# TO BE DONE:
How many lines in the entries below contain the word "ocean"? Reply with the number only.

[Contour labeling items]
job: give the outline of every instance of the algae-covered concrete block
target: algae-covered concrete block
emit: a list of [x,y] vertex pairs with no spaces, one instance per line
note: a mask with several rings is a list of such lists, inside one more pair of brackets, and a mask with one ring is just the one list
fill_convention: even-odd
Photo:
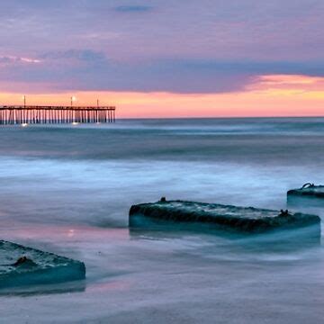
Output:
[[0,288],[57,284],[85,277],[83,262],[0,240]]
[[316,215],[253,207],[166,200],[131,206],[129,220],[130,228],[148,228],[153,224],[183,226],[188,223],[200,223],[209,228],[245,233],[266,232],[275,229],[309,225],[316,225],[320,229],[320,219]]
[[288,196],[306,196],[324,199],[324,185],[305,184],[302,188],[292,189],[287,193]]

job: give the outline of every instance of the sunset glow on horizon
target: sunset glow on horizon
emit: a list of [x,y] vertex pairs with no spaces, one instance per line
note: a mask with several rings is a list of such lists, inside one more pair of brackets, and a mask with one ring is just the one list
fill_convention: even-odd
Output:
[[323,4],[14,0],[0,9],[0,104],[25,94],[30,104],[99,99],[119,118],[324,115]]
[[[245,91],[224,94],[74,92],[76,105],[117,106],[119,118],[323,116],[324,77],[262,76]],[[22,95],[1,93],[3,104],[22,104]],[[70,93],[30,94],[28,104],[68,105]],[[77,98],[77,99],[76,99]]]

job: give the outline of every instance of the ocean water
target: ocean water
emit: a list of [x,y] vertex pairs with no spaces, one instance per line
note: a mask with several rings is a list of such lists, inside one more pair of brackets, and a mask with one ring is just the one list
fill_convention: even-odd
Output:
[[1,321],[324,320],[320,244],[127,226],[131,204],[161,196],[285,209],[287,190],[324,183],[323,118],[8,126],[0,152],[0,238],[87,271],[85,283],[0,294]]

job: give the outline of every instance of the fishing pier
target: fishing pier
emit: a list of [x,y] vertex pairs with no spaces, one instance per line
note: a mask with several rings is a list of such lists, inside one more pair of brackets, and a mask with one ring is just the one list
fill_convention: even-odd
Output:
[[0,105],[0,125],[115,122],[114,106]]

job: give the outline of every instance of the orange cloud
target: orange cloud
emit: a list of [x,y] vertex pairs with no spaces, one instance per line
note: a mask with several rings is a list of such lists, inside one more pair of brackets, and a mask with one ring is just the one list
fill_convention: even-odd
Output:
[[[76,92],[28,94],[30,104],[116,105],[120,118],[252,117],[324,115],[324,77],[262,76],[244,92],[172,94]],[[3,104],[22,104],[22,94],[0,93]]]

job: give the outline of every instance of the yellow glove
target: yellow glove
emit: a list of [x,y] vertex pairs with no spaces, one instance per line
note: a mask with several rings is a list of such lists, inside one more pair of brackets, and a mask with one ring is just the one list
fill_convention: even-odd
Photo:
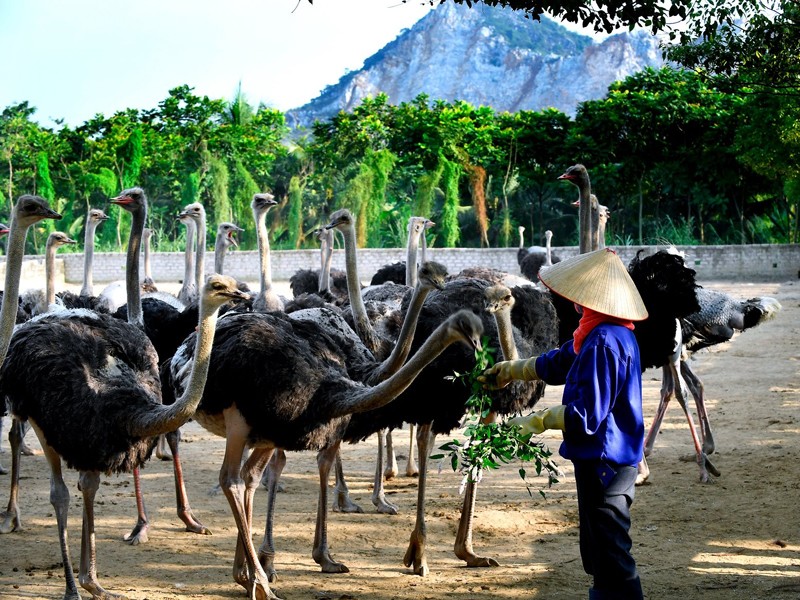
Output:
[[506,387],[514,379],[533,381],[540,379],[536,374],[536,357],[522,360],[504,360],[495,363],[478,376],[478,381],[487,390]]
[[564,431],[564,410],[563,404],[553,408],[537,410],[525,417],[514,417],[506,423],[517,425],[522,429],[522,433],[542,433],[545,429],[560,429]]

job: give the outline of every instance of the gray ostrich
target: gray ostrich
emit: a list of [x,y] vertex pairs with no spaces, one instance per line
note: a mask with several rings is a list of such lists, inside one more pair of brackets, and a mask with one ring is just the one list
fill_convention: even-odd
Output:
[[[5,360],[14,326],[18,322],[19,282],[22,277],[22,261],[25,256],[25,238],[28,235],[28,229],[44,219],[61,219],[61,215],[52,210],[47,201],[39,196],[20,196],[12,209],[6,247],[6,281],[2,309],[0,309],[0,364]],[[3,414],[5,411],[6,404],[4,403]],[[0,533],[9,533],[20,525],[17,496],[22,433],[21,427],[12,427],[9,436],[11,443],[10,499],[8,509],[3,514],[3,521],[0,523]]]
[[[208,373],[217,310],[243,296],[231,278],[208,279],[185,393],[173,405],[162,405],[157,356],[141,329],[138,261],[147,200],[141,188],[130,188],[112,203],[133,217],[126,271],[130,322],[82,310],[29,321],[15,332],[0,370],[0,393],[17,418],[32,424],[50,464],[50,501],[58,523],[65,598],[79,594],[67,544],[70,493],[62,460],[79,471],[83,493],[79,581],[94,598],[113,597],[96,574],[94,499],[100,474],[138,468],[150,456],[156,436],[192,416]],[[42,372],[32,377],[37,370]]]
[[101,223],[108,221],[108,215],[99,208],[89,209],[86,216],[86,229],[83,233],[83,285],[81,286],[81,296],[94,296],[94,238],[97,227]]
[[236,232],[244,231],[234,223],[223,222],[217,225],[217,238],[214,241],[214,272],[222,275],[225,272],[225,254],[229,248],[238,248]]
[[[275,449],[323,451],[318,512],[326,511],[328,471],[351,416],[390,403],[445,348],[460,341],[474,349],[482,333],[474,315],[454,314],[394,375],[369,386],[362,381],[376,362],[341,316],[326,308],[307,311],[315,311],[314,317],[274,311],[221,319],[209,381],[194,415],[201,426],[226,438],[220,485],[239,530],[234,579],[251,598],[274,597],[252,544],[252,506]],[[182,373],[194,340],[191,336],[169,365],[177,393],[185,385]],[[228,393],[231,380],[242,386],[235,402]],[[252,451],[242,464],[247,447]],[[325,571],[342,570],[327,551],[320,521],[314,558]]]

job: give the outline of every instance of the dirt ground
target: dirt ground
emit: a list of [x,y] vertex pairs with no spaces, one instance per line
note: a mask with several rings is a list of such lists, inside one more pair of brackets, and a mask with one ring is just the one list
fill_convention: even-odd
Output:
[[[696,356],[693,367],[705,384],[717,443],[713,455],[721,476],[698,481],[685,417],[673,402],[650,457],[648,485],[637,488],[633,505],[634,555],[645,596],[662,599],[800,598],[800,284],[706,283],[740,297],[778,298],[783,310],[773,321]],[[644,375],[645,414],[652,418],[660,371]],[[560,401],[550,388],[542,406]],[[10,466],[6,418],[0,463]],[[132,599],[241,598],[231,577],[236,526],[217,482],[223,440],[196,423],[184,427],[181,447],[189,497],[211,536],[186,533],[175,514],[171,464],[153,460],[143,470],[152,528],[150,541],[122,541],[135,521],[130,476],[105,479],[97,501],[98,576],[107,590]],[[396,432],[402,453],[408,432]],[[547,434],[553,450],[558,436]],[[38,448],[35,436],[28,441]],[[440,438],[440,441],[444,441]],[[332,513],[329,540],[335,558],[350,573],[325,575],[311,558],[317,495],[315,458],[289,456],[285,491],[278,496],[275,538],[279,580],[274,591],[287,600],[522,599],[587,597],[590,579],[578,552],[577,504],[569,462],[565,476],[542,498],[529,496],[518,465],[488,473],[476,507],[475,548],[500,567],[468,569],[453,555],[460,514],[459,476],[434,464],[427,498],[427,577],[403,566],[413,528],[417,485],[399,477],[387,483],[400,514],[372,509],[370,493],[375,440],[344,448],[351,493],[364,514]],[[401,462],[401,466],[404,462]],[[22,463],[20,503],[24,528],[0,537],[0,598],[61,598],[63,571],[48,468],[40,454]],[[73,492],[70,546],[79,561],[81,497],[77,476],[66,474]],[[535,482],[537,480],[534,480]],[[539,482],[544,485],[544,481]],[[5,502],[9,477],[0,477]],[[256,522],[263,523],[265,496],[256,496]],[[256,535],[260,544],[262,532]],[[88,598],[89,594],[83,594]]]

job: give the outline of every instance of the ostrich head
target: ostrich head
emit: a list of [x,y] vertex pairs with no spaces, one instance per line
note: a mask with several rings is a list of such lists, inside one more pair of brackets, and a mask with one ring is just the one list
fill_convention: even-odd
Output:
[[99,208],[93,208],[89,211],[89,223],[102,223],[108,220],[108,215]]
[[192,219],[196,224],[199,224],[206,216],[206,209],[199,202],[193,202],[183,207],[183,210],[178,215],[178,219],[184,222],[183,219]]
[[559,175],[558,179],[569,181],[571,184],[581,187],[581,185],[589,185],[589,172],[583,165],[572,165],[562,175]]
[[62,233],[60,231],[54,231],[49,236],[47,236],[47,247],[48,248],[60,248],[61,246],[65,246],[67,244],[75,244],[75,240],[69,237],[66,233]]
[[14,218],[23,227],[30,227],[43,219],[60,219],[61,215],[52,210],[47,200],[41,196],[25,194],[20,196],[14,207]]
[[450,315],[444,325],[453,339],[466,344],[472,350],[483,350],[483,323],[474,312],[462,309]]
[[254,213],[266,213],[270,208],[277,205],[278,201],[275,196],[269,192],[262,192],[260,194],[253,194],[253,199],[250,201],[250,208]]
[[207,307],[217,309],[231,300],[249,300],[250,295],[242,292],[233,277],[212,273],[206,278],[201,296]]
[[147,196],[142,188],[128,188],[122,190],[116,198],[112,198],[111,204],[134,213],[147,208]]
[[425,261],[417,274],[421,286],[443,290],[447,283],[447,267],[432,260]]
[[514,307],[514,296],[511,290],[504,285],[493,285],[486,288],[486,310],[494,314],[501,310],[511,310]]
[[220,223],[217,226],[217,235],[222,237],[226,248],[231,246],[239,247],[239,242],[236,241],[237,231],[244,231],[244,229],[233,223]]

# REPLY:
2